Copy out the records that follow, leaving every character as it is.

----- PROVIDED DATA

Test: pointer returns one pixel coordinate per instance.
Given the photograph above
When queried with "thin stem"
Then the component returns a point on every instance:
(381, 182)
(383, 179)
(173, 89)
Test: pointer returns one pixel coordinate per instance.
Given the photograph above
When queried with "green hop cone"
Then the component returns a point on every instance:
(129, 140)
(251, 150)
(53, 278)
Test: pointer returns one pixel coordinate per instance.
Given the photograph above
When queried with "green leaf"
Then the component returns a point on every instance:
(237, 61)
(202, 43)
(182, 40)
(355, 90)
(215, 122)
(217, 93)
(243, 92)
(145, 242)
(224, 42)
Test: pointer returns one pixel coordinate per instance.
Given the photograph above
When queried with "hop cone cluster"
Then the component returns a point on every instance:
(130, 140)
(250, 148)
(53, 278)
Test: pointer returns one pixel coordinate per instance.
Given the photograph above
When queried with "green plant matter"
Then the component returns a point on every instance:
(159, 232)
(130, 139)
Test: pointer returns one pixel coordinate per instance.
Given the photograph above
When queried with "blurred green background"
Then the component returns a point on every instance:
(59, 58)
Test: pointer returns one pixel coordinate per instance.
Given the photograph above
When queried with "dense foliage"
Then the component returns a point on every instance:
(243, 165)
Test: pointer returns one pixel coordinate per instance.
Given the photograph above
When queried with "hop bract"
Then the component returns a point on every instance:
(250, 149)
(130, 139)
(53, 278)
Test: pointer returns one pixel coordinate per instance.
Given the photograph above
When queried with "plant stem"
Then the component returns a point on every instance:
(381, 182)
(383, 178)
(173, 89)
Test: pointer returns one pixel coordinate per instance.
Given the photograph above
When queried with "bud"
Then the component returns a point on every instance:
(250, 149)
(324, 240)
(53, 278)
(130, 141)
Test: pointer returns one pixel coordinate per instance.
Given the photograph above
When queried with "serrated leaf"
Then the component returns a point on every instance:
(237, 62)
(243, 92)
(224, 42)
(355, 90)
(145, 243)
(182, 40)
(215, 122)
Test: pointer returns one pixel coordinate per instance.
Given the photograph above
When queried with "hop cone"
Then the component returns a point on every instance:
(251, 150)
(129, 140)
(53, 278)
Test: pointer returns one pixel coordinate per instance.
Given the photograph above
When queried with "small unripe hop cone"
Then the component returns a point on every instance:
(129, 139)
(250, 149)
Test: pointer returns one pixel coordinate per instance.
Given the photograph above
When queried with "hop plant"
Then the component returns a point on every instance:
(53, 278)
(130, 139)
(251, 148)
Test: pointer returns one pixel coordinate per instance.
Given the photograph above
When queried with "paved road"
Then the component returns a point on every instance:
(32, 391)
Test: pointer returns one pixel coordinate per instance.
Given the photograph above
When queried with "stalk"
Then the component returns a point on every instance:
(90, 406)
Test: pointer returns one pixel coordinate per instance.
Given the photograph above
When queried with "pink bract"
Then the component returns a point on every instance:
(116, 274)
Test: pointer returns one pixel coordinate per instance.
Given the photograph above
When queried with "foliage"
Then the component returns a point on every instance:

----------

_EXPECTED ANSWER_
Test: pointer returns one pixel coordinate per instance.
Given the photograph above
When queried with "thin stem"
Then the component returns a point on every instance:
(381, 182)
(383, 179)
(173, 89)
Test: pointer returns one pixel coordinate per instance.
Given the photograph above
When queried with "green hop cone"
Then the component returns a point on every instance:
(129, 140)
(251, 150)
(53, 278)
Test: pointer returns one pixel coordinate per instance.
Given the photograph above
When queried with "green leaf"
Then the component returns a point on every instance:
(237, 61)
(202, 43)
(182, 40)
(355, 90)
(215, 122)
(217, 93)
(243, 92)
(145, 242)
(224, 42)
Test: pointer returns one pixel coordinate per instance.
Given the photograph above
When queried with "hop cone cluster"
Then the component returns a point on every instance:
(130, 140)
(250, 148)
(53, 278)
Test: pointer returns one pixel coordinate per instance.
Given the photograph above
When queried with "green plant matter"
Then the component returns a point on every instance:
(159, 232)
(130, 139)
Test: pointer returns one pixel coordinate per instance.
Given the photograph above
When queried with "blurred green background"
Then the component returns a point on every instance:
(59, 58)
Test: pointer returns one pixel coordinate per instance.
Given the photograph above
When queried with "dense foliage"
Then the component returns a point on every instance:
(243, 165)
Test: pointer returns one pixel coordinate per instance.
Given the photograph above
When queried with "hop bract"
Then the component returns a point on every instance:
(250, 149)
(130, 139)
(53, 278)
Test: pointer returns one pixel coordinate per instance.
Given the photograph above
When queried with "plant stem"
Then the component returns a point on every instance:
(381, 182)
(383, 178)
(173, 89)
Test: pointer returns one pixel coordinate per instance.
Given the photograph above
When queried with "bud"
Then the component returns a point on every instance:
(250, 149)
(324, 240)
(53, 278)
(130, 141)
Test: pointer returns one pixel coordinate per instance.
Given the photograph above
When queried with "serrated leaf"
Then the component returns a point on every instance:
(237, 62)
(243, 92)
(224, 42)
(355, 90)
(145, 243)
(182, 40)
(215, 122)
Test: pointer returns one pixel coordinate per instance.
Given the photograph above
When queried with "hop cone"
Then the component returns a point on every instance:
(251, 150)
(129, 140)
(53, 278)
Test: pointer returns one pixel coordinate per instance.
Given the photograph above
When queried with "small unripe hop cone"
Then the component returns a point on every instance:
(129, 139)
(250, 149)
Test: pointer returns one pixel coordinate per instance.
Given the photograph above
When queried with "hop plant"
Then the component returns a point on every instance:
(53, 278)
(130, 139)
(251, 148)
Test: pointer returns one pixel coordinate per instance.
Given the photograph above
When queried with "paved road"
Then the component returns a point on every instance:
(32, 391)
Test: pointer returns one pixel coordinate per instance.
Given the photograph above
When queried with "stalk"
Then the component returns a point on every instance:
(90, 406)
Test: pointer returns one pixel coordinate per instance.
Given the photograph above
When queried with "pink bract"
Then the component returns a point on every instance:
(116, 274)
Test: pointer returns one pixel coordinate per instance.
Given the photograph above
When queried with "foliage"
Then the component returns a point on every instance:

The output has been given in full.